● **TEXTE À LIRE**
──────────────────────────────

La réponse n’est pas tranchée, car seule une juridiction pourra juger si la situation subie par le locataire relève ou non de la force majeure, l’exonérant du paiement de ses loyers.
Toutefois, quelques pistes de réflexions, examinées à la lueur de la jurisprudence connue en matière de force majeure, permettent de trouver un début de réponse :
Le local commercial est-il visé par une interdiction règlementaire ?
L’arrêté ministériel du 14 mars 2020 interdit la réception des clients dans les magasins de vente et dans les centres commerciaux jusqu’au 15 avril, sauf quelques exceptions.
Il en résulte, pour les locataires exploitant un magasin visé par cette interdiction de recevoir des clients, une interdiction d’exploiter le local commercial.
Cet évènement peut correspondre à un cas de force majeure, car le bailleur n’est plus dans la capacité de permettre au locataire d’exploiter son local et le locataire n’est lui-même plus dans la capacité d’assurer son exploitation continue.

──────────────────────────────

● **DONNÉES FOURNIES**
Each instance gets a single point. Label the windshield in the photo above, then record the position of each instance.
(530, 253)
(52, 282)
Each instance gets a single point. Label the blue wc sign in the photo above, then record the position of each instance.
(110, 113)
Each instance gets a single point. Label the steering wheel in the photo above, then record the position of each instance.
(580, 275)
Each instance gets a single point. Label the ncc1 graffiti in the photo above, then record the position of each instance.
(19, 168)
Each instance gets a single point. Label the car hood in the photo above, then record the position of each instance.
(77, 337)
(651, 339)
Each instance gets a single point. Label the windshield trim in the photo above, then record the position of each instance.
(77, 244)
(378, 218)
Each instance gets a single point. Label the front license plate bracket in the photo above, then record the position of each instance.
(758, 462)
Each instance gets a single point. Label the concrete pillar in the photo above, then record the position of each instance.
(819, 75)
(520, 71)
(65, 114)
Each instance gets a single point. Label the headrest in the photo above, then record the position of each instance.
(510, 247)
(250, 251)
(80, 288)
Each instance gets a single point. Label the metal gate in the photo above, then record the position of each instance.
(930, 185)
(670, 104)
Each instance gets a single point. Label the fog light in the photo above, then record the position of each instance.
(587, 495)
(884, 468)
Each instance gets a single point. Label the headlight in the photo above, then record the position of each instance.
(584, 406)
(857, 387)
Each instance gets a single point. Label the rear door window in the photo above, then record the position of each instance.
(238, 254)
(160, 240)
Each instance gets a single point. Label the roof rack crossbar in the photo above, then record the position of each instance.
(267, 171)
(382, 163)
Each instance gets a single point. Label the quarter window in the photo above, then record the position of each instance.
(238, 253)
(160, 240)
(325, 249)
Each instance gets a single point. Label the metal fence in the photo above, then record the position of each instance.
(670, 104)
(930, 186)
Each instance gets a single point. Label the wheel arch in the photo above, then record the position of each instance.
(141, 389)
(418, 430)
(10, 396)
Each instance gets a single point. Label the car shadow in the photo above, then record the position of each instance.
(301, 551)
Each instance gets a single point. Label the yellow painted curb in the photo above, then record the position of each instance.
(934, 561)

──────────────────────────────

● **OBJECTIF À ATTEINDRE**
D'après le texte à lire, jusqu'à quelle date l'arrêté ministériel du 14 mars 2020 interdit-il de recevoir des clients dans les magasins de vente et les centres commerciaux ? Le matériel fourni n'a aucun lien avec le texte à lire.

● **EXERCICE RÉALISÉ**
Jusqu'au 15 avril.